▶ _WHAT TO PRODUCE_: Repeat the whole listing exactly.

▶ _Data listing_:
###
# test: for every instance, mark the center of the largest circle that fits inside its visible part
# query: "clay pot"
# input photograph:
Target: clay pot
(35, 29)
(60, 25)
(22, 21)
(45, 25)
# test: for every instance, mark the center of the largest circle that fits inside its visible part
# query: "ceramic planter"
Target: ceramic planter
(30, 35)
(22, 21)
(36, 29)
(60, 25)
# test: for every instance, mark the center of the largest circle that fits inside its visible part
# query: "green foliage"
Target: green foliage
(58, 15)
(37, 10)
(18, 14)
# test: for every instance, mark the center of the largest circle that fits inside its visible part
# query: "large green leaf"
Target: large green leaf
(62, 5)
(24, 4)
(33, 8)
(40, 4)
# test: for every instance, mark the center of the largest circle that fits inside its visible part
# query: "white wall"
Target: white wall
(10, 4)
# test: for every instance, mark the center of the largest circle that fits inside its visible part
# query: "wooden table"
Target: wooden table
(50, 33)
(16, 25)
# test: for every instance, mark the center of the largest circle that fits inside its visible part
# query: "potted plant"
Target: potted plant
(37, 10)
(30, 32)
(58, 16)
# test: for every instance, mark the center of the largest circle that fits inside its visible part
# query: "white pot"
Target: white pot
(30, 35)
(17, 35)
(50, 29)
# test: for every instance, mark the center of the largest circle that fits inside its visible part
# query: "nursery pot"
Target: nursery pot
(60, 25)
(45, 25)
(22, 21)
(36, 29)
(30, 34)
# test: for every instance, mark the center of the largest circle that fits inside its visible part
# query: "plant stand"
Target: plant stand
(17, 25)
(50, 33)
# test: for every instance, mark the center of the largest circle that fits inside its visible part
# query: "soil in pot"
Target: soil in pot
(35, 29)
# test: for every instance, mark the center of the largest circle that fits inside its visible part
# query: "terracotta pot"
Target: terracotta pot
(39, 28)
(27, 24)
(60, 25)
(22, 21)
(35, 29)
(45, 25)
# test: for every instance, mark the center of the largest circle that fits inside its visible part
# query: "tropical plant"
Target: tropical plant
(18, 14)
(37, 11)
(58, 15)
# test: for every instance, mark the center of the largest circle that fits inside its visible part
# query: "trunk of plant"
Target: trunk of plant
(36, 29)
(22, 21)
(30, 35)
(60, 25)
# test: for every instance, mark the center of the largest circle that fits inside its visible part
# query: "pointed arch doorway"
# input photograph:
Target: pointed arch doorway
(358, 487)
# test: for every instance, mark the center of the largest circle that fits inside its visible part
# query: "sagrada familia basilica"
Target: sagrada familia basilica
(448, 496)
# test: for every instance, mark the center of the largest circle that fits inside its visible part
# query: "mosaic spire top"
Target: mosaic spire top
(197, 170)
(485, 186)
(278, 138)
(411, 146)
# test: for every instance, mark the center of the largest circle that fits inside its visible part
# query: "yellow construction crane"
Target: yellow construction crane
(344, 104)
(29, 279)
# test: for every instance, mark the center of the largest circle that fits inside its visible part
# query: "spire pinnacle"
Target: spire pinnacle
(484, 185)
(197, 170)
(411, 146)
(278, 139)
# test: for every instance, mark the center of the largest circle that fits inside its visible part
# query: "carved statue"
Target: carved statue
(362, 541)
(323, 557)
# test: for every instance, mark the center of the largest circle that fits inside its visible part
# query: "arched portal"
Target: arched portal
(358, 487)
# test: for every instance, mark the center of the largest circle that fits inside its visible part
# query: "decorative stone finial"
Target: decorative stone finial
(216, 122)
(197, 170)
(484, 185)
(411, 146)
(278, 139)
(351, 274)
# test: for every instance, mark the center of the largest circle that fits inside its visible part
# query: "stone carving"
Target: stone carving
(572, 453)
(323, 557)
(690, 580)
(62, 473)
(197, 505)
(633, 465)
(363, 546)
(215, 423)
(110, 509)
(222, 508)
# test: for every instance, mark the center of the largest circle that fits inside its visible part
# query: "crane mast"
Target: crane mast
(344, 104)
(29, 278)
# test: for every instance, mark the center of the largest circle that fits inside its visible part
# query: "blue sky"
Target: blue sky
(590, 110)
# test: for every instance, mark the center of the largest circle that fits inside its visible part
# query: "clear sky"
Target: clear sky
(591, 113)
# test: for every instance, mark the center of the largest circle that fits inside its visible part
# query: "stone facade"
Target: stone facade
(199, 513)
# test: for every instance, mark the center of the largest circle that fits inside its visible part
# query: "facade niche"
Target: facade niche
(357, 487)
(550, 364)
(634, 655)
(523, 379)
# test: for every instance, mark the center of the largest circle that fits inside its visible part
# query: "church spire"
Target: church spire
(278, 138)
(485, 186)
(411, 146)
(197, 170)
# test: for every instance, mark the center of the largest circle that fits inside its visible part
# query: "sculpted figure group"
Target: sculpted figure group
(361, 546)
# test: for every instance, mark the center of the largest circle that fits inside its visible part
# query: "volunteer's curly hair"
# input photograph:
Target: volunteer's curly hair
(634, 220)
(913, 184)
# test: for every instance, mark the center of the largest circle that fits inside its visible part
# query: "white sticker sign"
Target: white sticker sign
###
▶ _SOLVED PROBLEM_:
# test: for every instance, mark the center of the largest circle that fits inside its visible part
# query: "clay pot"
# input photograph:
Target: clay pot
(35, 29)
(60, 25)
(22, 21)
(45, 25)
# test: for every instance, mark the center of the largest circle that fits inside its visible part
# query: "ceramic planter"
Target: ceramic planter
(30, 35)
(22, 21)
(36, 29)
(60, 25)
# test: for every instance, mark the center of the largest circle that fits inside its visible part
# query: "green foliage"
Target: green foliage
(58, 15)
(37, 10)
(18, 14)
# test: for every instance, mark the center of the largest circle that fits inside its visible part
# query: "large green leaf"
Target: large green leaf
(62, 5)
(24, 4)
(33, 8)
(40, 4)
# test: for every instance, mark the center of the largest circle that fits inside its visible part
# query: "white wall"
Target: white wall
(10, 4)
# test: for every instance, mark the center of the largest circle that fits inside its visible part
# query: "wooden table"
Target: wooden table
(50, 33)
(16, 25)
# test: for every instance, mark the center of the largest circle that fits inside its visible part
# query: "potted plant"
Target: potted plant
(37, 10)
(30, 32)
(58, 16)
# test: for every instance, mark the center of the largest circle that fits inside its visible part
# query: "white pot"
Target: white pot
(30, 35)
(17, 35)
(50, 29)
# test: for every instance, mark the center of the largest circle that fits inside its visible part
# query: "nursery pot"
Target: nursery pot
(60, 25)
(45, 25)
(22, 21)
(36, 29)
(30, 34)
# test: for every instance, mark the center of the largest circle that fits inside its visible part
# query: "plant stand"
Target: plant stand
(17, 25)
(50, 33)
# test: for every instance, mark the center of the largest circle that fits inside its visible part
# query: "soil in pot"
Target: soil in pot
(35, 29)
# test: for every instance, mark the center of the largest circle that fits inside its visible part
# query: "terracotta pot"
Target: terracotta pot
(39, 28)
(27, 24)
(60, 25)
(22, 21)
(35, 29)
(45, 25)
# test: for every instance, mark the center of the largest circle that fits inside its visible part
# query: "tropical plant"
Target: tropical plant
(18, 14)
(37, 11)
(58, 15)
# test: for every instance, mark the center of the largest circle that fits inside its visible part
# query: "trunk of plant"
Target: trunk of plant
(36, 29)
(22, 21)
(30, 35)
(60, 25)
# test: for every instance, mark the center of the largest circle that fits inside its visible part
# query: "pointed arch doorway"
# input photograph:
Target: pointed arch doorway
(358, 487)
# test: for every instance, mark the center of the largest circle that fits inside its visible part
# query: "sagrada familia basilica"
Target: sagrada familia basilica
(448, 496)
# test: for every instance, mark the center of the largest circle that fits inside its visible part
# query: "mosaic spire top"
Target: mosaic spire top
(197, 170)
(485, 186)
(278, 138)
(411, 146)
# test: for every instance, mark the center of the largest circle that fits inside its visible part
# query: "yellow construction crane"
Target: yellow construction crane
(344, 104)
(29, 279)
# test: for every instance, mark the center of the largest circle that fits inside its visible part
# query: "spire pinnacle"
Target: spire pinnacle
(484, 185)
(197, 170)
(411, 146)
(278, 139)
# test: for every instance, mark the center of the largest circle that fits inside its visible part
# query: "carved statue"
Target: carved statue
(362, 541)
(323, 557)
# test: for every instance, mark the center of the largest circle that fits inside its visible part
# query: "arched portal"
Target: arched portal
(358, 487)
# test: for every instance, mark the center of the largest circle that fits inside its visible part
# query: "decorative stone finial"
Target: decorative stone finial
(216, 122)
(197, 170)
(484, 185)
(411, 146)
(278, 139)
(351, 274)
# test: for every instance, mark the center of the largest circle that fits inside its visible part
# query: "stone carving"
Target: stone carving
(572, 453)
(323, 557)
(690, 580)
(62, 473)
(197, 505)
(633, 465)
(363, 546)
(215, 423)
(110, 509)
(222, 508)
# test: for every instance, mark the center of the largest circle that fits inside its visible part
# query: "crane mast"
Target: crane mast
(344, 104)
(29, 278)
# test: for every instance, mark the center of the largest circle that fits inside its visible part
# query: "blue sky"
Target: blue sky
(590, 110)
# test: for every instance, mark the center of the largest circle that fits inside its visible part
# query: "clear sky"
Target: clear sky
(591, 113)
# test: for every instance, mark the center of the largest circle that fits inside its visible part
# query: "stone facade"
Target: stone facade
(199, 513)
# test: for every instance, mark the center of the largest circle that fits inside its visible part
# query: "facade niche"
Target: facade niche
(357, 487)
(550, 364)
(634, 655)
(523, 379)
# test: for every instance, mark the center of the largest circle that fits inside its visible part
# query: "church spire"
Target: church spire
(278, 138)
(485, 186)
(411, 146)
(197, 170)
# test: for every instance, mark the center of the largest circle that fits inside its visible part
# query: "sculpted figure group"
Target: sculpted figure group
(361, 546)
# test: for every instance, mark the center of the largest circle that fits inside its visible part
# query: "volunteer's curly hair"
# input photograph:
Target: volunteer's curly hair
(634, 220)
(913, 184)
# test: for every instance, mark the center of the largest circle that fits inside its visible part
# query: "white sticker sign"
Target: white sticker sign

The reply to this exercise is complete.